Only the number is wanted: tally the lines below that contain the word "palm".

# Referring expression grounding data:
# # # #

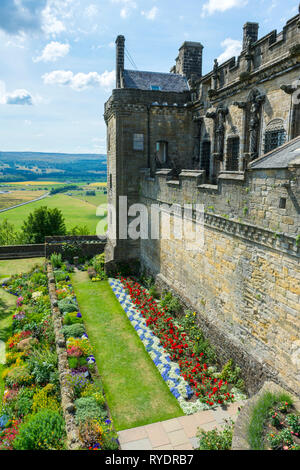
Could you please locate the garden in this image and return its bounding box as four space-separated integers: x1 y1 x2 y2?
0 259 118 450
1 252 297 451
247 391 300 450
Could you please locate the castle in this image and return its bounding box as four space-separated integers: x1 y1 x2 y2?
104 11 300 395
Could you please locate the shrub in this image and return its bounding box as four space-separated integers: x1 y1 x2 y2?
160 292 182 316
28 349 58 385
58 297 78 314
286 414 300 434
75 397 106 425
54 270 69 282
63 311 84 325
5 366 33 388
220 359 244 391
197 420 234 450
32 384 60 414
149 285 160 299
15 388 35 418
61 324 86 339
91 253 107 280
13 410 66 450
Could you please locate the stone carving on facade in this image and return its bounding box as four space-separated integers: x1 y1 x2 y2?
192 114 203 165
206 104 228 162
212 59 219 90
188 73 199 102
233 89 265 161
244 36 253 72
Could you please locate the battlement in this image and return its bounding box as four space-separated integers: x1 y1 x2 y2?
139 163 300 238
199 13 300 98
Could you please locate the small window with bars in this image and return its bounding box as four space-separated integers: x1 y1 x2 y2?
133 133 144 151
264 129 286 154
226 137 240 171
201 141 211 178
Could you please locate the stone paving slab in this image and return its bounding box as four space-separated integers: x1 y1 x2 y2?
118 401 244 450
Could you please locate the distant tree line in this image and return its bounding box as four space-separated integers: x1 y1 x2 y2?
50 184 79 195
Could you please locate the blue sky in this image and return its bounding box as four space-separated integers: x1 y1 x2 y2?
0 0 298 154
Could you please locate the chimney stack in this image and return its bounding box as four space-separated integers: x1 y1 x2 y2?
175 42 203 80
243 22 259 49
116 35 125 89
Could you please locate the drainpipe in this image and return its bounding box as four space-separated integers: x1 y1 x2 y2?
147 105 151 169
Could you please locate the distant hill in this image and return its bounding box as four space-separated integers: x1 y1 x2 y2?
0 151 107 182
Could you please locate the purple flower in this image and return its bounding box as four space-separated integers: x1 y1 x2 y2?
76 312 82 318
105 419 111 425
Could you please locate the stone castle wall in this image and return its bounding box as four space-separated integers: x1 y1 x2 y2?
140 178 300 394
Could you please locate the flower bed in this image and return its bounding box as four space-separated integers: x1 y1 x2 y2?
0 266 66 450
110 278 245 414
52 264 119 450
248 390 300 450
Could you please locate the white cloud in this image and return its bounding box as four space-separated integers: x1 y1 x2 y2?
85 4 98 18
42 70 115 91
0 82 34 105
111 0 137 19
42 4 66 35
34 41 70 62
217 38 242 63
141 6 158 20
202 0 248 17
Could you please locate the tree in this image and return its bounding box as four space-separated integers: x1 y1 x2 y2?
0 219 24 246
21 206 66 244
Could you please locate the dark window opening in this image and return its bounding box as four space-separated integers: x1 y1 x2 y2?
226 137 240 171
264 129 286 154
155 141 168 164
109 174 112 190
279 197 286 209
201 141 211 179
133 133 144 151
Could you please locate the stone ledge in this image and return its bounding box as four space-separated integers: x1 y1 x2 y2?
232 381 300 450
218 171 245 181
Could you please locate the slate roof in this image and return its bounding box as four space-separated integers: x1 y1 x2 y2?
123 69 189 92
249 136 300 169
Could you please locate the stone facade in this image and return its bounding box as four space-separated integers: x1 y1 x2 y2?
104 11 300 395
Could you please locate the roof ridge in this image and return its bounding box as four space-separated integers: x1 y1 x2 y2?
124 69 187 79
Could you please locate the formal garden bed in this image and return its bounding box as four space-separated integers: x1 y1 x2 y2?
112 275 246 414
0 259 119 450
0 265 67 450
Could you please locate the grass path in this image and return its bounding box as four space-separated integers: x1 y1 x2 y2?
0 258 44 279
71 272 183 431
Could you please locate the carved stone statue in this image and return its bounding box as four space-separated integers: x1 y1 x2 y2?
249 91 265 160
212 59 219 90
206 105 228 160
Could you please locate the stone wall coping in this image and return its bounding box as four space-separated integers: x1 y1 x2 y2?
179 169 205 178
218 171 245 181
167 179 180 186
232 381 300 450
197 183 219 191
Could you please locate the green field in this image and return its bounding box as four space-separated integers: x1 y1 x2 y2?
0 193 107 235
68 190 107 207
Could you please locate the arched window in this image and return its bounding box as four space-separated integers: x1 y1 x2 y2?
264 119 286 154
226 137 240 171
200 141 211 178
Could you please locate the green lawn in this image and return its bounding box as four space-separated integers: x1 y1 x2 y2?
1 193 106 235
0 258 45 279
71 272 183 431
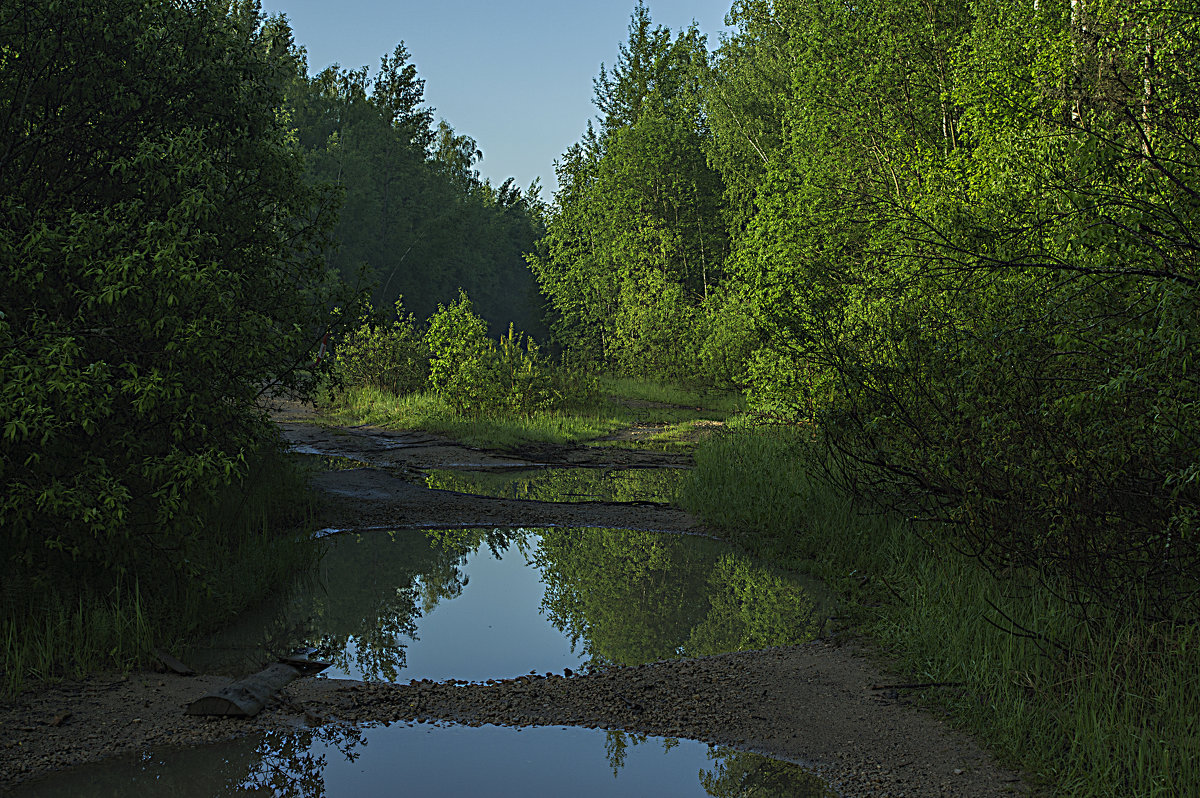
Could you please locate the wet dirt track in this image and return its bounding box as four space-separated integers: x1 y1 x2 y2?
0 404 1031 797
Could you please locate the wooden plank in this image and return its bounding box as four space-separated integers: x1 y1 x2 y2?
186 663 301 717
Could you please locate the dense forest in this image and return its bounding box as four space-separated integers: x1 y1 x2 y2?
282 34 547 334
534 0 1200 617
0 0 551 691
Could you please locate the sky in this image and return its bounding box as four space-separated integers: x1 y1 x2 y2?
259 0 734 198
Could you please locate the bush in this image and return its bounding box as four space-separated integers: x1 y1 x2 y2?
334 298 429 395
696 286 758 390
608 273 698 382
424 290 498 414
423 290 594 417
0 0 346 603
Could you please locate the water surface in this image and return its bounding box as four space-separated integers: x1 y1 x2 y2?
423 466 686 504
11 723 835 798
187 527 834 681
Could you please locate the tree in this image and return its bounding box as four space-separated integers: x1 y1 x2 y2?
0 0 347 592
290 46 547 335
530 6 728 380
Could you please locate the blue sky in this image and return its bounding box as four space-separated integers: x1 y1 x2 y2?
259 0 733 198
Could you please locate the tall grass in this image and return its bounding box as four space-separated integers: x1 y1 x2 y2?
681 426 1200 796
328 385 625 448
0 447 319 697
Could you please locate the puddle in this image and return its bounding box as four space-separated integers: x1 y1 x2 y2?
10 723 835 797
187 528 835 680
423 466 686 504
293 452 370 470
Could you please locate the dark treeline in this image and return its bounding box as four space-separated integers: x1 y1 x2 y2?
272 23 547 336
535 0 1200 618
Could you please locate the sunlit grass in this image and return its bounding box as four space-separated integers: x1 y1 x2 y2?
600 375 747 414
321 378 745 450
680 425 1200 796
324 385 625 448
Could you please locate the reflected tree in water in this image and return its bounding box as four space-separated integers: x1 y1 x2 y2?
536 529 822 665
536 528 714 664
686 555 821 655
243 725 367 798
424 468 684 504
701 747 834 798
300 529 519 680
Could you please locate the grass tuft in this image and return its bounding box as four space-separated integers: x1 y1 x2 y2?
322 378 745 450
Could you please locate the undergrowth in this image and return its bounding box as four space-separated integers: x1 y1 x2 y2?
680 425 1200 796
0 447 319 697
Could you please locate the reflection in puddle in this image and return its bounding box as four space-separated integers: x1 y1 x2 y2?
188 527 834 683
292 451 371 470
423 466 686 504
11 724 835 798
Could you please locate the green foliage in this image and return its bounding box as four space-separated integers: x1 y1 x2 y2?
334 299 429 395
608 273 698 381
530 4 727 378
288 41 547 335
695 0 1200 616
684 426 1200 796
423 291 591 417
425 291 505 415
695 286 757 389
0 0 348 622
2 448 318 695
534 526 823 666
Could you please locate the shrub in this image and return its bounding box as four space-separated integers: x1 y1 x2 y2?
423 290 595 417
424 290 497 414
334 298 429 395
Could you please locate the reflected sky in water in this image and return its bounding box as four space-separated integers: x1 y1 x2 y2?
11 724 835 798
19 526 840 798
188 527 834 685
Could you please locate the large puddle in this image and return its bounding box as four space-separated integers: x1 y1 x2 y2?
18 527 839 797
11 723 835 797
423 466 686 504
187 527 834 681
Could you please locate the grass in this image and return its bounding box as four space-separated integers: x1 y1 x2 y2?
599 375 747 414
321 378 744 451
324 385 626 447
680 425 1200 796
0 447 320 697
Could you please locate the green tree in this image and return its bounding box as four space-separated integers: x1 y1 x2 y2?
0 0 347 592
290 45 547 336
529 5 727 380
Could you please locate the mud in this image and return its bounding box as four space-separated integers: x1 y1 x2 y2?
0 401 1032 796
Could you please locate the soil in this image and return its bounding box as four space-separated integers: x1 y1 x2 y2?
0 401 1033 797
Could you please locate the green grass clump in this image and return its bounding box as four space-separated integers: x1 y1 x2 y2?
326 385 626 448
681 425 1200 796
601 375 746 414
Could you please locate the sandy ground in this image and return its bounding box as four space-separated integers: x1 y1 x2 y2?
0 405 1033 796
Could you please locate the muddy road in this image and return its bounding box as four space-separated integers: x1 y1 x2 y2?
0 404 1030 797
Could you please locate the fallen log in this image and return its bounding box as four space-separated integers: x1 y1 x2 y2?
186 662 301 717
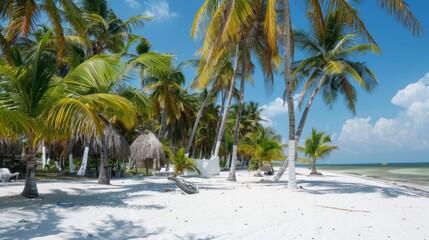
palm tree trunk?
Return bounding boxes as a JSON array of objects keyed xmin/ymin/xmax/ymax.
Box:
[
  {"xmin": 213, "ymin": 44, "xmax": 240, "ymax": 157},
  {"xmin": 269, "ymin": 0, "xmax": 296, "ymax": 188},
  {"xmin": 98, "ymin": 134, "xmax": 110, "ymax": 184},
  {"xmin": 67, "ymin": 137, "xmax": 75, "ymax": 173},
  {"xmin": 211, "ymin": 90, "xmax": 226, "ymax": 154},
  {"xmin": 21, "ymin": 150, "xmax": 39, "ymax": 198},
  {"xmin": 295, "ymin": 75, "xmax": 326, "ymax": 142},
  {"xmin": 158, "ymin": 108, "xmax": 168, "ymax": 140},
  {"xmin": 185, "ymin": 86, "xmax": 215, "ymax": 154},
  {"xmin": 310, "ymin": 160, "xmax": 318, "ymax": 175},
  {"xmin": 227, "ymin": 56, "xmax": 246, "ymax": 181}
]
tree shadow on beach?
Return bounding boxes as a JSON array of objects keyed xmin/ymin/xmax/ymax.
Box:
[
  {"xmin": 298, "ymin": 179, "xmax": 429, "ymax": 198},
  {"xmin": 0, "ymin": 178, "xmax": 179, "ymax": 239}
]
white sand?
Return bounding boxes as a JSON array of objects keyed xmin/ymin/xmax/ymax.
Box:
[{"xmin": 1, "ymin": 168, "xmax": 428, "ymax": 240}]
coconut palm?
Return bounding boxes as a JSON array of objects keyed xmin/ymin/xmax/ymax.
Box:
[
  {"xmin": 193, "ymin": 0, "xmax": 279, "ymax": 163},
  {"xmin": 292, "ymin": 10, "xmax": 380, "ymax": 146},
  {"xmin": 273, "ymin": 0, "xmax": 422, "ymax": 187},
  {"xmin": 144, "ymin": 63, "xmax": 186, "ymax": 140},
  {"xmin": 162, "ymin": 146, "xmax": 201, "ymax": 179},
  {"xmin": 0, "ymin": 30, "xmax": 60, "ymax": 197},
  {"xmin": 238, "ymin": 126, "xmax": 285, "ymax": 175},
  {"xmin": 0, "ymin": 0, "xmax": 86, "ymax": 61},
  {"xmin": 297, "ymin": 128, "xmax": 338, "ymax": 175},
  {"xmin": 80, "ymin": 0, "xmax": 151, "ymax": 55},
  {"xmin": 46, "ymin": 54, "xmax": 138, "ymax": 185}
]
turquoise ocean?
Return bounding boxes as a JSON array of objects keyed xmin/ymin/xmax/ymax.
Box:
[{"xmin": 298, "ymin": 162, "xmax": 429, "ymax": 192}]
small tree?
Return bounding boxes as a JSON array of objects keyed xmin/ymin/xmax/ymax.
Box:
[
  {"xmin": 297, "ymin": 128, "xmax": 338, "ymax": 175},
  {"xmin": 162, "ymin": 146, "xmax": 201, "ymax": 180}
]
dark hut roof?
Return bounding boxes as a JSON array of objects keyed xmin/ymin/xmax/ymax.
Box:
[
  {"xmin": 0, "ymin": 138, "xmax": 23, "ymax": 155},
  {"xmin": 130, "ymin": 130, "xmax": 164, "ymax": 161},
  {"xmin": 91, "ymin": 125, "xmax": 131, "ymax": 159}
]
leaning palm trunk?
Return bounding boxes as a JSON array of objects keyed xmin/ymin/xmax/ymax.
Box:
[
  {"xmin": 21, "ymin": 150, "xmax": 39, "ymax": 198},
  {"xmin": 213, "ymin": 44, "xmax": 240, "ymax": 157},
  {"xmin": 268, "ymin": 0, "xmax": 297, "ymax": 188},
  {"xmin": 227, "ymin": 57, "xmax": 246, "ymax": 181},
  {"xmin": 295, "ymin": 76, "xmax": 326, "ymax": 142},
  {"xmin": 185, "ymin": 86, "xmax": 215, "ymax": 154},
  {"xmin": 211, "ymin": 90, "xmax": 226, "ymax": 154}
]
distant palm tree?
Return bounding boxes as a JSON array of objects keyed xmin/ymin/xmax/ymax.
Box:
[
  {"xmin": 297, "ymin": 128, "xmax": 337, "ymax": 175},
  {"xmin": 144, "ymin": 64, "xmax": 186, "ymax": 141},
  {"xmin": 80, "ymin": 0, "xmax": 151, "ymax": 55},
  {"xmin": 238, "ymin": 126, "xmax": 285, "ymax": 175}
]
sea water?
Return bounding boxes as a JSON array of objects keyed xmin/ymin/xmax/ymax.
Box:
[{"xmin": 306, "ymin": 162, "xmax": 429, "ymax": 192}]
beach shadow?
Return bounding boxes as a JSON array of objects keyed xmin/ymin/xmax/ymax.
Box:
[
  {"xmin": 298, "ymin": 179, "xmax": 429, "ymax": 198},
  {"xmin": 0, "ymin": 179, "xmax": 178, "ymax": 239}
]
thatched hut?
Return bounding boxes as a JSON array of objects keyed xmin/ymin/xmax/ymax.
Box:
[
  {"xmin": 130, "ymin": 130, "xmax": 164, "ymax": 171},
  {"xmin": 0, "ymin": 138, "xmax": 22, "ymax": 156}
]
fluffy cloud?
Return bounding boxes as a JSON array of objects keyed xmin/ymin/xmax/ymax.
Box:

# # # #

# Expected answer:
4